* WORK TO DO *
Starting at the line that contains "segment: spanish flag", transcribe every remaining line of the entries exactly, including the last one.

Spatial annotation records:
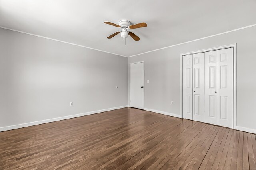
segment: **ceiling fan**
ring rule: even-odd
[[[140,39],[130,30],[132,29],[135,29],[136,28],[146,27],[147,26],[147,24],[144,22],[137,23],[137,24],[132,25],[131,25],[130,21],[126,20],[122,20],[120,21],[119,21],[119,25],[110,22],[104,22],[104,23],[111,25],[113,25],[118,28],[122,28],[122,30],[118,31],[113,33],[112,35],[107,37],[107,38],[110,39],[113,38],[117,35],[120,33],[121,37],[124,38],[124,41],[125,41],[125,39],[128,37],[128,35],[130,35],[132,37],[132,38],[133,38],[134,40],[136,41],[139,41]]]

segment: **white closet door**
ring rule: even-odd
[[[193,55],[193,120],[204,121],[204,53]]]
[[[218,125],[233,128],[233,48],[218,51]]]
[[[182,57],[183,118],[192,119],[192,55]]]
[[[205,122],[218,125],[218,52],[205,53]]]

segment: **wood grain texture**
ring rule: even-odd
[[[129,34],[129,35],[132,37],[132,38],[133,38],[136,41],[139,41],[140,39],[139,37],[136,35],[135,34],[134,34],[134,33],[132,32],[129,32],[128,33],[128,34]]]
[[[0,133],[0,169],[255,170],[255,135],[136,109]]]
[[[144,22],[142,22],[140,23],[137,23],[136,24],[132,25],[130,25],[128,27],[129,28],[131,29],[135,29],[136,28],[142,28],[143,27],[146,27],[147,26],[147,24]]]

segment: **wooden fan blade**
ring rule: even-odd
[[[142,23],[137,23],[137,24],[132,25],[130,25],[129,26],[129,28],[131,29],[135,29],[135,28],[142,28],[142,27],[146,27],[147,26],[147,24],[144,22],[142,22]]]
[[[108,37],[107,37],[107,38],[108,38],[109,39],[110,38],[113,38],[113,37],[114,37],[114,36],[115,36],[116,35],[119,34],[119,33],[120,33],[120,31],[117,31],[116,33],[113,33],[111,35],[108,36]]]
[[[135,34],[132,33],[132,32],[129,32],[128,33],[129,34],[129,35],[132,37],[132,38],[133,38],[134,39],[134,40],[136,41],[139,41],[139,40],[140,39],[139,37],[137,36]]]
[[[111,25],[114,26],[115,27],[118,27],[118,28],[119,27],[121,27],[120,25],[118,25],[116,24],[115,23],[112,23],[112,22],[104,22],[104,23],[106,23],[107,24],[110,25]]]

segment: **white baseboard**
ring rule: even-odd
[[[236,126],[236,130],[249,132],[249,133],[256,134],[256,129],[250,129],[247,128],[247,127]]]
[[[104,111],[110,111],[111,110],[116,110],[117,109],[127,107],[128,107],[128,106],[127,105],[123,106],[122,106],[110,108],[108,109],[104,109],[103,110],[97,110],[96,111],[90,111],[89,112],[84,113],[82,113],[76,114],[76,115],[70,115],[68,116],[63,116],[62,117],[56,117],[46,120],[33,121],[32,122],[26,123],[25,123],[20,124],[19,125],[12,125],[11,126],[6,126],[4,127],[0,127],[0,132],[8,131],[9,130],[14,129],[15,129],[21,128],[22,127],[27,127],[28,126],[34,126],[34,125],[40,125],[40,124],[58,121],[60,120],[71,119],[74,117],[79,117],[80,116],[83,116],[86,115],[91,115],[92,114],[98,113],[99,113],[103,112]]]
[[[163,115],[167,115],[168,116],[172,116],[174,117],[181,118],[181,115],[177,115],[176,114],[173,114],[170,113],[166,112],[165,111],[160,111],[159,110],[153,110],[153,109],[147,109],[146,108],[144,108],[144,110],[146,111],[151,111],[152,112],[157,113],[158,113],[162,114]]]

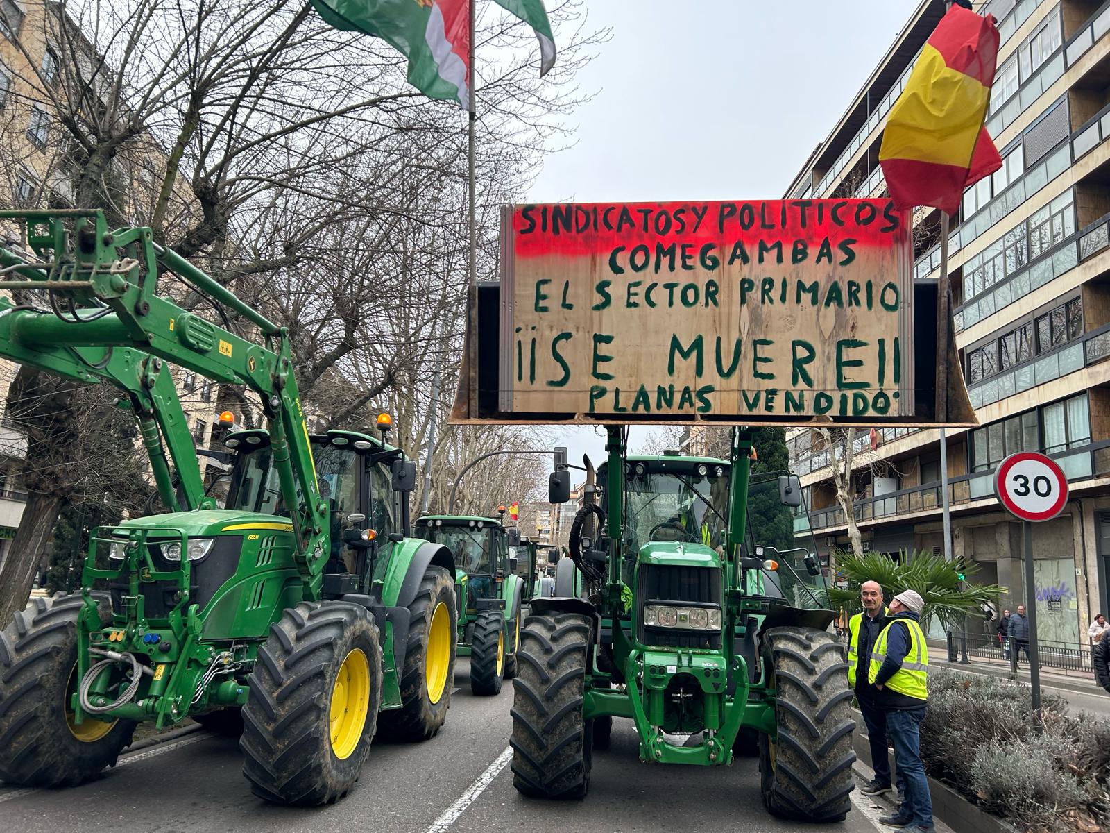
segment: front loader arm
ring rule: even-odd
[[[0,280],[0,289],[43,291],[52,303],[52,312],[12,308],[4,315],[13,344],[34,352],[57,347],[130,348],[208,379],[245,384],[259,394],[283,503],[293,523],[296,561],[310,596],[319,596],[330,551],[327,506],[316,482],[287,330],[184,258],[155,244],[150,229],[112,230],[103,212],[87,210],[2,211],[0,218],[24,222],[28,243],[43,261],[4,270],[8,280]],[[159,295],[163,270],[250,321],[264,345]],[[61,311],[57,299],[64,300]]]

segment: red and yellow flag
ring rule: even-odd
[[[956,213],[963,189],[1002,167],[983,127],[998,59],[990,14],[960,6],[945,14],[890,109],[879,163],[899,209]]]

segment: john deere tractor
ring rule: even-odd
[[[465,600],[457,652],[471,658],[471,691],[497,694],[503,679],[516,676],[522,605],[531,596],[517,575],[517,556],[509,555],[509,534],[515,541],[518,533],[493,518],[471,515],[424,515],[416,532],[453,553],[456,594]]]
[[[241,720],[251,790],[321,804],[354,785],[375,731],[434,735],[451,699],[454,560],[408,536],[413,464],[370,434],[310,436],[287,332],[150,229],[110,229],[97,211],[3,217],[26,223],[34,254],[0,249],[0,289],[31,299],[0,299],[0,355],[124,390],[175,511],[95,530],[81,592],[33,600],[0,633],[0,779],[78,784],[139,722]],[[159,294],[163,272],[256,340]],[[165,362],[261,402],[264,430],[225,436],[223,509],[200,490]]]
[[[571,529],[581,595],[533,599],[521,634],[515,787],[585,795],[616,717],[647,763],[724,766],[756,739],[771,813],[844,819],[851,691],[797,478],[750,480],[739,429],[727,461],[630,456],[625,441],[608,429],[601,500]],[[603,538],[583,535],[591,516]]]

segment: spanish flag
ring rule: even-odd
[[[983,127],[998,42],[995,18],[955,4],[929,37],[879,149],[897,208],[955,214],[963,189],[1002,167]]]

* SOLUTION BELOW *
segment: spanish flag
ring rule: even-odd
[[[983,127],[998,42],[995,18],[955,4],[929,37],[879,149],[897,208],[955,214],[963,189],[1002,167]]]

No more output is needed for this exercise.